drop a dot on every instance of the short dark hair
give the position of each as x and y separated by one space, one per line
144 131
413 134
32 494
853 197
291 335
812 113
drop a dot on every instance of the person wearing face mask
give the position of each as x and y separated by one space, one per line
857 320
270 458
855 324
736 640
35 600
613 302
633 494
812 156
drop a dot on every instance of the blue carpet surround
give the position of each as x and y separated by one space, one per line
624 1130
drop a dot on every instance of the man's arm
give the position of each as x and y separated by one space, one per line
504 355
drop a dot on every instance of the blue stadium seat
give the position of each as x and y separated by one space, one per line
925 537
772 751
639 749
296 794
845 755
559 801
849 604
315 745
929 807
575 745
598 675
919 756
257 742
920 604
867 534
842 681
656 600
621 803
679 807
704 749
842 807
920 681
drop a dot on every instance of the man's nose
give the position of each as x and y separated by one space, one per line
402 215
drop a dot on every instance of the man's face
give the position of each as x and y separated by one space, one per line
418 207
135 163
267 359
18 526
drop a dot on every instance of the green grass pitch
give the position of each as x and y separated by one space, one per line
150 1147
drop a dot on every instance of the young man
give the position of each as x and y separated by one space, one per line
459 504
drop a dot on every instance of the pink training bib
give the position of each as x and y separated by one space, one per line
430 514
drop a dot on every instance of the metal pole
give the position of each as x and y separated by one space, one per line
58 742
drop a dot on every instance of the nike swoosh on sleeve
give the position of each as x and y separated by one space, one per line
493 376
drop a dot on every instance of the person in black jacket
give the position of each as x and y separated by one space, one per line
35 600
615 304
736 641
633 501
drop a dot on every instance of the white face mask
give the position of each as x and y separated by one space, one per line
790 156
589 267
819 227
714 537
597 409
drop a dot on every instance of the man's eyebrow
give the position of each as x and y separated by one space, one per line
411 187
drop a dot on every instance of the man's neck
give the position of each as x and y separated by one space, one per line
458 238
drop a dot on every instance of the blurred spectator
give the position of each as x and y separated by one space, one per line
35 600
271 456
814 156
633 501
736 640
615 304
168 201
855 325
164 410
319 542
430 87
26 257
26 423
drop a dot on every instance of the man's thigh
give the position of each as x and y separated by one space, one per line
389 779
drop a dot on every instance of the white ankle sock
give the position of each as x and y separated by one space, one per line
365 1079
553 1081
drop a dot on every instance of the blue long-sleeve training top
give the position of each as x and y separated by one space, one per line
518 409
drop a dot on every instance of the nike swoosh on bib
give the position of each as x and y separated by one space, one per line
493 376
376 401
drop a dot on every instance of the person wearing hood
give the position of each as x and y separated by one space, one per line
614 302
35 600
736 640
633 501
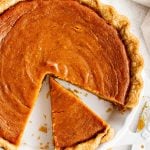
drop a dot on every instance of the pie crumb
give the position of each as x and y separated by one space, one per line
109 110
48 94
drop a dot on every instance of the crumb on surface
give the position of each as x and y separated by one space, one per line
45 147
76 91
141 124
109 110
43 129
86 94
44 116
48 94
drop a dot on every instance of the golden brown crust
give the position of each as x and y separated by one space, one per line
94 142
6 145
122 24
5 4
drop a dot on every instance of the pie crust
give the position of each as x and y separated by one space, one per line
122 25
62 99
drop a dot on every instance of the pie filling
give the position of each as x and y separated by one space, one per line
73 122
61 38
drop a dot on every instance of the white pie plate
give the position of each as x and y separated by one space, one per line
33 139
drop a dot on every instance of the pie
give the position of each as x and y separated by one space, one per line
74 125
83 42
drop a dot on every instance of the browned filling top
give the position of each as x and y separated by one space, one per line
62 38
73 122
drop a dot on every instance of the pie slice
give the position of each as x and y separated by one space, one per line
75 126
83 42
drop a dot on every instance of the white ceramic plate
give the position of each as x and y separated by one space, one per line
143 2
34 139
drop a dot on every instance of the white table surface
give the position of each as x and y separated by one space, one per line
136 13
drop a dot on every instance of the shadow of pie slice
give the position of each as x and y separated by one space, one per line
83 42
75 126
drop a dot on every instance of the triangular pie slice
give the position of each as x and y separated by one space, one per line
75 126
83 42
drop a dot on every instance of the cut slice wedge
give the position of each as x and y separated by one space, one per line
75 126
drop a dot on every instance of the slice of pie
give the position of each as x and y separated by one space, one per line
83 42
74 125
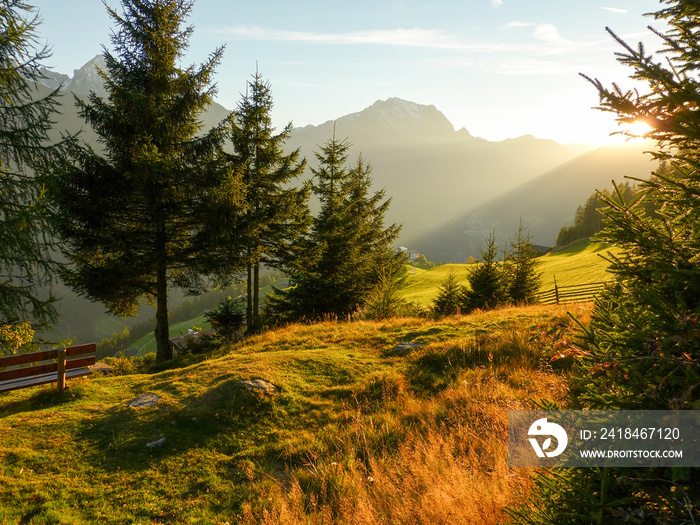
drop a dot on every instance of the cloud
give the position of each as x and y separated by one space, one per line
516 23
550 34
616 10
425 38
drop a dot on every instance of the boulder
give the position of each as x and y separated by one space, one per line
401 350
259 385
146 400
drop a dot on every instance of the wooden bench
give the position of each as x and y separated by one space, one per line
50 366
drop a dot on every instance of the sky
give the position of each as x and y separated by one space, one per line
499 68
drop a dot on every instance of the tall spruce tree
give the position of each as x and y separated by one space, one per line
276 215
151 208
522 282
348 251
644 337
487 288
25 119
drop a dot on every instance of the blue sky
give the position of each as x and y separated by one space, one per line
500 68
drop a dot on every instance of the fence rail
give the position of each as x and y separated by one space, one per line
570 294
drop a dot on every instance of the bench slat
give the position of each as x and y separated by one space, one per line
81 362
81 349
39 374
28 371
16 384
23 359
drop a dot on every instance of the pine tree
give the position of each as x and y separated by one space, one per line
25 119
348 249
487 288
520 272
155 207
449 299
276 215
644 336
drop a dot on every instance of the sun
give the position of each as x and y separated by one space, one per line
638 129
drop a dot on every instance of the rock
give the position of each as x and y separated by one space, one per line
401 350
144 400
156 443
258 385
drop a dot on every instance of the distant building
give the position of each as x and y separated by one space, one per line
411 255
180 342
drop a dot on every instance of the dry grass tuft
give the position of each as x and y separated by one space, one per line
411 454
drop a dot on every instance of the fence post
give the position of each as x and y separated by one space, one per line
61 383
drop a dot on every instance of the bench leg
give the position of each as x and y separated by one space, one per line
61 370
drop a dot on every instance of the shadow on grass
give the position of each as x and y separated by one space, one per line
43 398
226 419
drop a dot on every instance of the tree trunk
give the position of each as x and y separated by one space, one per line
249 301
256 297
163 350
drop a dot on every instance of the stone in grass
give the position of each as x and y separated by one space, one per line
258 385
144 401
401 349
156 443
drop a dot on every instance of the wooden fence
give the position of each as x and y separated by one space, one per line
570 294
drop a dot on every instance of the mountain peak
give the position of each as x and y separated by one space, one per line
87 78
401 116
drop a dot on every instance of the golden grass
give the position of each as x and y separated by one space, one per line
356 436
426 460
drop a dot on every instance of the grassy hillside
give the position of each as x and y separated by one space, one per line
358 434
578 263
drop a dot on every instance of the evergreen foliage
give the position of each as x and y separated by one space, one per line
487 286
228 318
348 249
589 219
276 215
643 340
156 207
520 272
450 297
25 119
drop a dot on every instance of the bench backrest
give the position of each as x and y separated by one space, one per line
48 366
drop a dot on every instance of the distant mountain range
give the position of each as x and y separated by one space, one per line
449 189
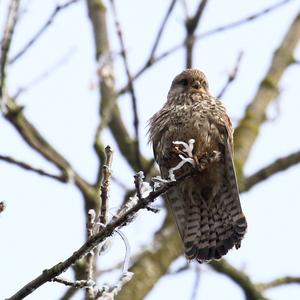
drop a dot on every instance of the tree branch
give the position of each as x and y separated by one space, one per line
118 221
40 32
131 87
36 141
240 278
151 58
231 76
277 166
6 40
247 131
190 26
278 282
23 165
109 108
243 21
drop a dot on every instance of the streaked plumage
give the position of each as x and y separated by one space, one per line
206 207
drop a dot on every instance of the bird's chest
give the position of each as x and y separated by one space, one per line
193 122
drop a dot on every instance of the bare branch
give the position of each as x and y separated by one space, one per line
277 166
2 206
6 40
151 59
243 21
38 34
76 284
90 295
191 25
161 29
45 74
106 176
247 131
250 290
69 294
131 87
231 76
109 107
23 165
36 141
108 230
196 283
278 282
201 36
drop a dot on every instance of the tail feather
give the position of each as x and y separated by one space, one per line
222 225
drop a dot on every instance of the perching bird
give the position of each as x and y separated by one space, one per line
206 206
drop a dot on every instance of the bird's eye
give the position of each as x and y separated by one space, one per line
183 82
204 84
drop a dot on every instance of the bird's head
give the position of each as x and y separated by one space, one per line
189 81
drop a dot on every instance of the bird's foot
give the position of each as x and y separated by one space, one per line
215 156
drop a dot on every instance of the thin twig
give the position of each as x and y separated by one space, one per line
161 29
106 176
9 28
278 282
90 295
38 34
243 20
103 233
201 36
231 76
26 166
275 167
250 290
131 87
35 140
138 180
151 58
190 26
2 206
45 74
196 283
76 284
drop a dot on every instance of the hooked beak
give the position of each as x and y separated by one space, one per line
196 85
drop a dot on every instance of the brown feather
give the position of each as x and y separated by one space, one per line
207 207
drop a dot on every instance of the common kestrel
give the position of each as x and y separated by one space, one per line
206 206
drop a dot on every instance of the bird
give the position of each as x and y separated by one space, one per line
206 206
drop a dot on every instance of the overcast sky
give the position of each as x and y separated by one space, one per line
43 222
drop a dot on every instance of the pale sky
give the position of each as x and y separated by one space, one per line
43 222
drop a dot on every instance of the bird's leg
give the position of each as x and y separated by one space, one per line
202 162
215 156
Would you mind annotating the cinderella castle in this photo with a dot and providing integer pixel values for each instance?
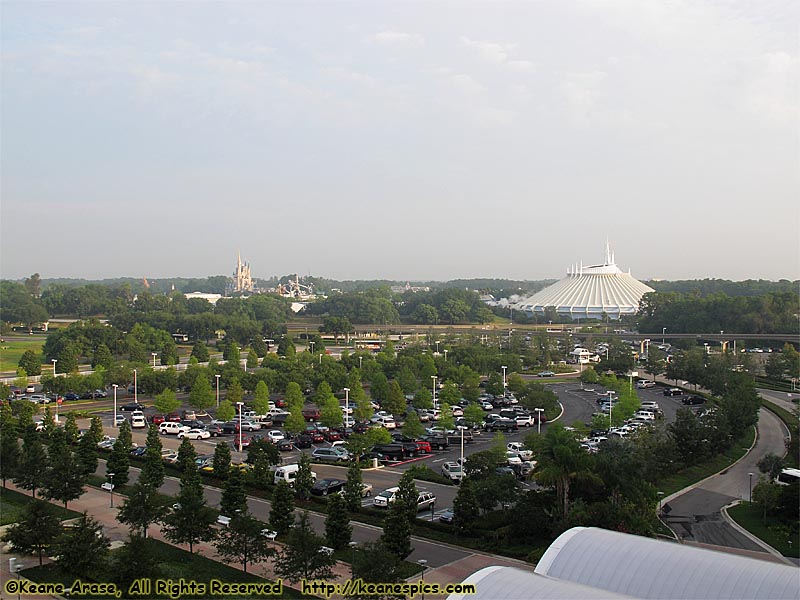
(242, 281)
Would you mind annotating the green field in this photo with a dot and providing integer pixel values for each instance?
(772, 532)
(13, 503)
(12, 351)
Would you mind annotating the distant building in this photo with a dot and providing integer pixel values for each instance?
(242, 281)
(593, 292)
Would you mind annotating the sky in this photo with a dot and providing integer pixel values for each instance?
(400, 140)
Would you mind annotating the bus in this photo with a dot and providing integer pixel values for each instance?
(788, 477)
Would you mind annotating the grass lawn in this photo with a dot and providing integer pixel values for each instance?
(13, 503)
(773, 533)
(687, 477)
(12, 351)
(175, 564)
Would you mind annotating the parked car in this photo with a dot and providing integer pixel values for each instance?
(447, 516)
(330, 454)
(194, 434)
(691, 400)
(452, 471)
(323, 487)
(172, 428)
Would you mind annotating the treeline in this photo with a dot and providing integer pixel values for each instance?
(773, 312)
(708, 287)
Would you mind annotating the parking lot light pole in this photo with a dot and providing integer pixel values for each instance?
(240, 405)
(422, 563)
(114, 418)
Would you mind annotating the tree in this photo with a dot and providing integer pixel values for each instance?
(9, 454)
(395, 402)
(222, 460)
(338, 531)
(373, 563)
(353, 487)
(261, 398)
(102, 357)
(226, 411)
(31, 362)
(304, 480)
(166, 402)
(153, 469)
(64, 478)
(191, 520)
(32, 469)
(234, 498)
(81, 547)
(71, 428)
(187, 455)
(302, 557)
(36, 530)
(202, 396)
(86, 454)
(771, 465)
(281, 514)
(466, 510)
(413, 428)
(234, 392)
(119, 462)
(396, 537)
(243, 542)
(560, 461)
(141, 508)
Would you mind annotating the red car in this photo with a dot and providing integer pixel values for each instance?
(423, 446)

#####

EXERCISE DETAILS => Retype only the lines running from the line with "Would you mind annotating the parked" to the end of the listing, including both of those lines.

ANSWER FOR THIS EXERCISE =>
Would you mind annotating the parked car in this photo with a dot and providing integer pixel values for each instance?
(447, 516)
(330, 454)
(194, 434)
(691, 400)
(452, 471)
(323, 487)
(172, 428)
Would you mind annotating the treeline in this photo with a dot and providing integer pixel values for each instance?
(773, 312)
(708, 287)
Would you mind annotating the parking lot light pole in this photo with a dot and providing integer pixel values for each instance?
(240, 405)
(422, 563)
(114, 418)
Would you mind annotating the tree in this photo with a dot and providing integer pixel values for each instance?
(9, 454)
(395, 402)
(222, 460)
(338, 531)
(373, 563)
(353, 487)
(261, 398)
(102, 357)
(226, 411)
(31, 362)
(304, 480)
(166, 402)
(153, 469)
(64, 478)
(191, 520)
(32, 469)
(234, 498)
(81, 547)
(71, 428)
(187, 455)
(302, 557)
(36, 530)
(202, 396)
(86, 454)
(771, 465)
(281, 514)
(466, 510)
(413, 428)
(234, 392)
(119, 462)
(396, 537)
(243, 542)
(560, 461)
(141, 508)
Would you mind annotating the red car in this photo with a dot and providing integer pixel values for each instance?
(423, 446)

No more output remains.